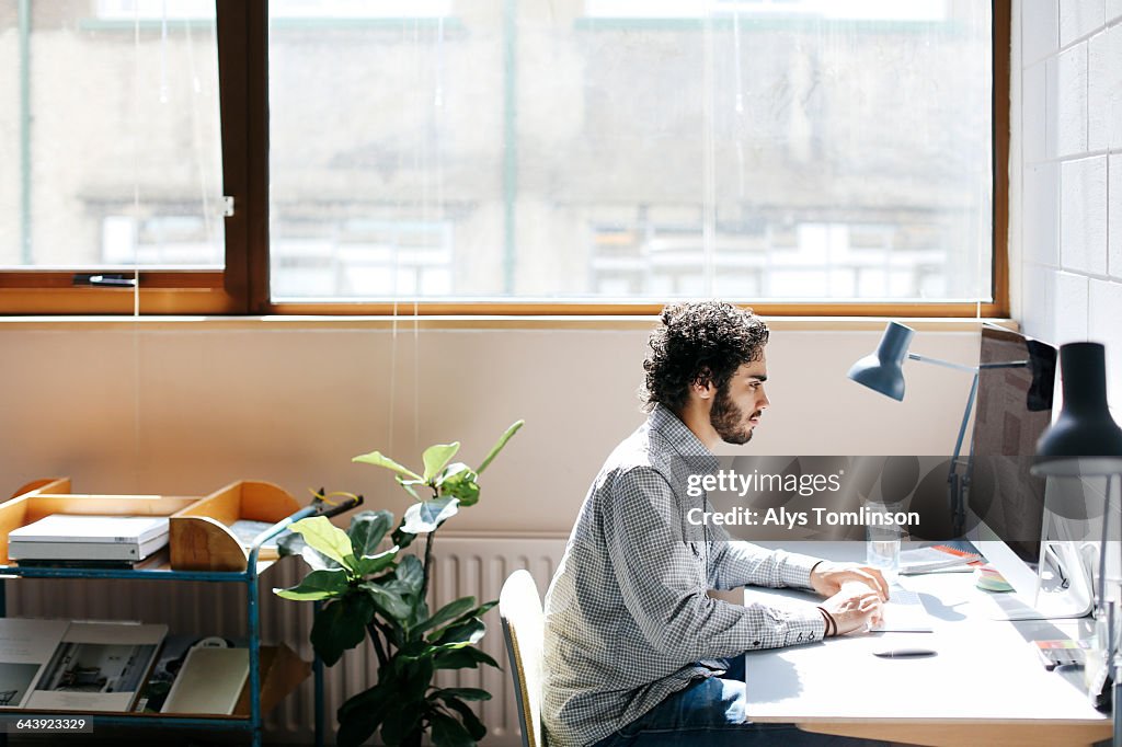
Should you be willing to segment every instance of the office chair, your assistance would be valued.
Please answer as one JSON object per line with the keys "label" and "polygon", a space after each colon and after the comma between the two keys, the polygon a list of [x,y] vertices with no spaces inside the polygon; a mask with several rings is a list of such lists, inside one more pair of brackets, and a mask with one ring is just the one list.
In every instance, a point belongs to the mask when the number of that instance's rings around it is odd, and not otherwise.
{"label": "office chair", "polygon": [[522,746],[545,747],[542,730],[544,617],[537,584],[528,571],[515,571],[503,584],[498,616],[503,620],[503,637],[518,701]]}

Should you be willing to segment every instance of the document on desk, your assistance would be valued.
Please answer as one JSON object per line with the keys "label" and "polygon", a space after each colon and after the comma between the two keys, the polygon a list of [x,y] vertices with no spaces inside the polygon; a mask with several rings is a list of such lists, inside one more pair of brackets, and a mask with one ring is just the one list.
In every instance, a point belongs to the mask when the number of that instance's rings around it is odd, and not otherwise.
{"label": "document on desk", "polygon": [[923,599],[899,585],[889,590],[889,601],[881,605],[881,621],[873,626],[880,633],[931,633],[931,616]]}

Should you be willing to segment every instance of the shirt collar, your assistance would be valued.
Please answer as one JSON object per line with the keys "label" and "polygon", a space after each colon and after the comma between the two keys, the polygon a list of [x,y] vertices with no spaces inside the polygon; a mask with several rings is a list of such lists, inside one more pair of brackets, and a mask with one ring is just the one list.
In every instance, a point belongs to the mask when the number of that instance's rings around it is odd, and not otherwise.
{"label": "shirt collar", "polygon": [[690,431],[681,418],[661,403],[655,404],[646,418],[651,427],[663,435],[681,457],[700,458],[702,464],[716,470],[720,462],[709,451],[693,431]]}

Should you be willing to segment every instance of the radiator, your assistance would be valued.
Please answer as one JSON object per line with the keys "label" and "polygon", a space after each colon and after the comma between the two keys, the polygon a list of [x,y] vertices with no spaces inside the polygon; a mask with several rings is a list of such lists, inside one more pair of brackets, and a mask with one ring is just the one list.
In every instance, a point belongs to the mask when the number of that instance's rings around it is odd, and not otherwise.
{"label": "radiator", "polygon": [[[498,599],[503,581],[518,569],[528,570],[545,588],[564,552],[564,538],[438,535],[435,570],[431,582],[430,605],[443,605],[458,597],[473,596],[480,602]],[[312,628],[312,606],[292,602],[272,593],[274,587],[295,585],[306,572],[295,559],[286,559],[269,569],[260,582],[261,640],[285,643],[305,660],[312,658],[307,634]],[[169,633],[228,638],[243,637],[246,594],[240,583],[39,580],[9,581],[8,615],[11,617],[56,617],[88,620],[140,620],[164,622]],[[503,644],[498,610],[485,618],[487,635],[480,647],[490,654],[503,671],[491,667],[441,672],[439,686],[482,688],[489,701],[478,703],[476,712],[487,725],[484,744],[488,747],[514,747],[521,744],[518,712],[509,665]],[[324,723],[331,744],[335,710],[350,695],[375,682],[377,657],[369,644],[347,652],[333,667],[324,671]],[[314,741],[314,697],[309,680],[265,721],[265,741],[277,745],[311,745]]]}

━━━━

§ **Task details**
Go through the listing above and write it all out exactly, leaving out any picture.

§ **The result**
Should you be willing to segment every instance of the office chair, your assistance would be valued.
Please answer as one JSON object per line with the keys "label" and "polygon", a space after each colon and after the comma between the two keys, the polygon a list of [x,y] vertices with no spaces inside the polygon; a mask with several rings is a list of such lists, inside one more pair of brackets, and a mask with one ring is just the one list.
In every instance, a point belongs to the mask when the number of that instance's rings around it is odd, and not otherwise.
{"label": "office chair", "polygon": [[522,746],[545,747],[542,730],[544,617],[537,584],[528,571],[515,571],[503,584],[498,616],[503,620],[503,637],[518,701]]}

Should you be willing to segment every instance of the document on desk, your assistance would be valued.
Please answer as one JSON object per line with the keys "label" and "polygon", a space after each colon and after the comma between the two keys, the polygon a list of [x,y] vertices with no spaces inside the polygon; a mask with several rings is a list of such lists, inside one more pair of brackets, and a mask with one ring is just the one list.
In every instance, a point belongs to the mask when the number of that instance's rings around it is odd, and not otherwise.
{"label": "document on desk", "polygon": [[923,599],[899,585],[889,590],[889,601],[881,605],[881,621],[873,626],[880,633],[931,633],[931,616]]}

Should you be willing to segment every instance of the shirt collar, your assistance would be valued.
Please answer as one JSON object per line with the keys "label" and "polygon", a space after each colon and after the comma between the two keys, the polygon a list of [x,y] vertices with no spaces inside the polygon; a mask with several rings is a list of such lists, inside one more pair of brackets, and a mask with one ring is just the one list.
In every instance, a point belongs to the mask when the number of that instance's rings around it is odd, and not otherwise.
{"label": "shirt collar", "polygon": [[690,431],[681,418],[661,403],[655,404],[646,418],[651,427],[663,435],[681,457],[700,458],[702,464],[716,470],[720,462],[709,451],[693,431]]}

Should you be willing to segment every instance of the radiator, your assistance would be valued.
Please answer as one JSON object per line with the keys "label" and "polygon", a space after each colon and after the comma between the two keys, the polygon a list of [x,y] vertices with no spaces inside the polygon; a mask with several rings is a list of such lists, inside one more pair of brackets, and a mask with one ring is just the one list.
In every instance, a point belongs to the mask when the number of that instance's rings around it is odd, and not otherwise.
{"label": "radiator", "polygon": [[[498,599],[503,581],[518,569],[528,570],[545,588],[564,552],[564,538],[438,535],[435,570],[431,582],[430,605],[443,605],[458,597],[473,596],[480,602]],[[312,628],[312,606],[292,602],[272,593],[274,587],[295,585],[306,572],[295,559],[286,559],[269,569],[260,582],[261,640],[285,643],[305,660],[312,658],[307,634]],[[169,633],[228,638],[243,637],[246,594],[240,583],[39,580],[9,581],[8,615],[11,617],[56,617],[88,620],[140,620],[164,622]],[[503,644],[498,610],[485,618],[487,635],[480,647],[490,654],[503,671],[491,667],[441,672],[439,686],[482,688],[489,701],[478,703],[476,712],[487,725],[484,744],[488,747],[514,747],[521,744],[518,712],[509,665]],[[324,723],[331,744],[335,710],[350,695],[375,682],[377,657],[369,644],[347,652],[333,667],[324,671]],[[314,741],[314,697],[309,680],[265,721],[265,741],[277,745],[311,745]]]}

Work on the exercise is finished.